### Try it
Exclude any images and output the remaining records exactly.

### Records to process

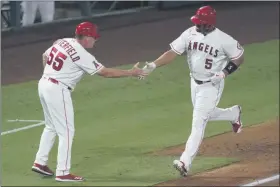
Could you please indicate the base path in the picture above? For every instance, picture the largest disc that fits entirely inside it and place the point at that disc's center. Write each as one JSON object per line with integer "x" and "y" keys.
{"x": 257, "y": 147}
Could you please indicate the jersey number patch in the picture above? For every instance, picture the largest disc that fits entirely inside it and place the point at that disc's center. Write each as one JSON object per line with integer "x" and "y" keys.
{"x": 56, "y": 59}
{"x": 208, "y": 63}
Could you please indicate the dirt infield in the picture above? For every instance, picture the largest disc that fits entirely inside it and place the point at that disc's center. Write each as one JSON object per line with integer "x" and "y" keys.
{"x": 257, "y": 147}
{"x": 253, "y": 22}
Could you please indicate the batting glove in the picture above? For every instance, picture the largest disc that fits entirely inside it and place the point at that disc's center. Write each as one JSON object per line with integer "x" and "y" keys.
{"x": 218, "y": 77}
{"x": 147, "y": 69}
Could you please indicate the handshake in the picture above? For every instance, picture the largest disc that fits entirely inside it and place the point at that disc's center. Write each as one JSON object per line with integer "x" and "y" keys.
{"x": 145, "y": 71}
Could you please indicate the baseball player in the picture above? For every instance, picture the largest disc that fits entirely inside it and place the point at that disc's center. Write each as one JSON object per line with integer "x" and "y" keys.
{"x": 212, "y": 55}
{"x": 65, "y": 63}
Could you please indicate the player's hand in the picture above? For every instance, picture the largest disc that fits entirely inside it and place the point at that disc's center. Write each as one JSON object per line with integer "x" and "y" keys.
{"x": 148, "y": 68}
{"x": 136, "y": 71}
{"x": 218, "y": 77}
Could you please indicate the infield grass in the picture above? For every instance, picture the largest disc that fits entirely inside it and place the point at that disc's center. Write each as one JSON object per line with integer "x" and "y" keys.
{"x": 119, "y": 120}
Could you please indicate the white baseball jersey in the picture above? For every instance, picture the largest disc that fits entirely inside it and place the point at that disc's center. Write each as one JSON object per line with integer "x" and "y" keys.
{"x": 68, "y": 61}
{"x": 208, "y": 54}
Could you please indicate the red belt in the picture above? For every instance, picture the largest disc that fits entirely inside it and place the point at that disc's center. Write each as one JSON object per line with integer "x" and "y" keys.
{"x": 57, "y": 82}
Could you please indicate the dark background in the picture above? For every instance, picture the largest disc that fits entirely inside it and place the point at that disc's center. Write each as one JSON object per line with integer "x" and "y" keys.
{"x": 135, "y": 37}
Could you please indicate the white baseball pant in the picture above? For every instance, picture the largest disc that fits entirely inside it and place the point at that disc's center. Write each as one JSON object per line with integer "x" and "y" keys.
{"x": 205, "y": 98}
{"x": 59, "y": 120}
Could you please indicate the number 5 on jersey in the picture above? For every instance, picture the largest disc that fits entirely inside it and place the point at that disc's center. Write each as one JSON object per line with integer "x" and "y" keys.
{"x": 208, "y": 63}
{"x": 56, "y": 59}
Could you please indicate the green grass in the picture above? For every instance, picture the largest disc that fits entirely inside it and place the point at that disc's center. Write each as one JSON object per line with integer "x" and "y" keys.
{"x": 118, "y": 120}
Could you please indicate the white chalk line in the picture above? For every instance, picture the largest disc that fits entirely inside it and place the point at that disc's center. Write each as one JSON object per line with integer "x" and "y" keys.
{"x": 22, "y": 128}
{"x": 262, "y": 181}
{"x": 23, "y": 120}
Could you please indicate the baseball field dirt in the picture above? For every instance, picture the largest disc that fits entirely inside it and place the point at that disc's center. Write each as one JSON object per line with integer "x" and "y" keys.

### Expected output
Could you please indicate the base path in the picture above? For every instance, picture the largest disc that fits entirely inside it and place the point at that disc's center. Write each as one JSON object per line with integer "x" and "y" keys.
{"x": 257, "y": 147}
Could you please indicate the jersey number patch in the picture above? For every instance, picture the largest disc that fits entirely inside it and place the point at that disc's center. Write each as one JSON object per line with integer "x" and "y" keys.
{"x": 56, "y": 59}
{"x": 208, "y": 63}
Could you please indicate the dirt infield in the picture above? For every instance, picture the largest disc that fits entirely inside it and place the point at that disc's center. Write each as one JSON object per line with integer "x" and "y" keys.
{"x": 257, "y": 147}
{"x": 253, "y": 22}
Could you please indicate the batting glove in the picture above? For every instance, picture the largest disc that fits entirely inside it and place the point at that disc's center. Write each as one JSON object per line with integer "x" and "y" keys.
{"x": 218, "y": 77}
{"x": 147, "y": 69}
Could you please indicate the handshake in the picture above? For every instance, picture the largest disc that fits entirely inside it and place the point at that disc's center. Write each as one JSON object per line with integer "x" and "y" keys.
{"x": 145, "y": 71}
Could you please indicate the baseball player in the picture above? For every instance, picture the largest disc that fits entirely inside it and place the point at that disc's center. Write each as one JSON object per line with integer "x" and "y" keys.
{"x": 212, "y": 55}
{"x": 65, "y": 63}
Could you please indicate the player's hand in the picture above? For every instance, picture the largest disc that fits entirely inside it and place the point at that disc's center. Write each as one JSON object per line with integer "x" and "y" keys.
{"x": 148, "y": 68}
{"x": 136, "y": 71}
{"x": 218, "y": 77}
Could you please indicate the infield grass in the picture above? For every instance, picture the largest disc that fits entirely inside it and place the point at that disc's center. Write each as one JSON object per line with integer "x" and "y" keys.
{"x": 119, "y": 120}
Could you please indicate the white baseball jersey in the picture above? For every instance, picture the largest disc that fits entirely inside it and place the point at that disc's center. Write each as one JSON object per line with integer "x" and "y" keys.
{"x": 68, "y": 61}
{"x": 208, "y": 54}
Could you please indicate the red belt in the picture above? For every instance, picture the largest disc that fits entirely inside it and place the point at that disc's center. Write each as one JSON object per line with integer "x" and "y" keys.
{"x": 57, "y": 82}
Could you please indicate the dark background in the picture above? For every instance, picture the largest disc that fits entirely inside it and place the point at that disc's center. Write each as one JSON object per line with integer "x" and "y" keys.
{"x": 135, "y": 37}
Could you please indicate the white baseball pant in the picture above? For every instance, picture the largest disc that fits entirely inside it and place the point at that disc's center. Write each as one JSON object per line with integer "x" and "y" keys.
{"x": 205, "y": 98}
{"x": 59, "y": 120}
Could you please indicate the number 5 on jersey in the picture above? For every instance, picture the largest disc that fits entirely inside it and place the point at that disc's center. Write each as one JSON object per line with integer "x" and "y" keys.
{"x": 208, "y": 63}
{"x": 56, "y": 59}
Could you please indicate the green grass in the picture above? For every instance, picture the largest disc that fits entirely inside it and place the point at that disc's center. Write each as one JSON object per line with integer "x" and "y" keys.
{"x": 118, "y": 120}
Could you please indicate the white chalk line in the picture above? For every instance, picture the largest disc that fits entirely inside it and place the point at that disc's center. Write each as one JSON object per line with integer "x" and "y" keys.
{"x": 22, "y": 128}
{"x": 262, "y": 181}
{"x": 23, "y": 120}
Could you please indicate the baseball field dirt in the picture above? For every instance, picture the largest disc that fits entirely inside it and place the point at that disc's center. Write each as one JSON object per line with integer "x" and "y" keys.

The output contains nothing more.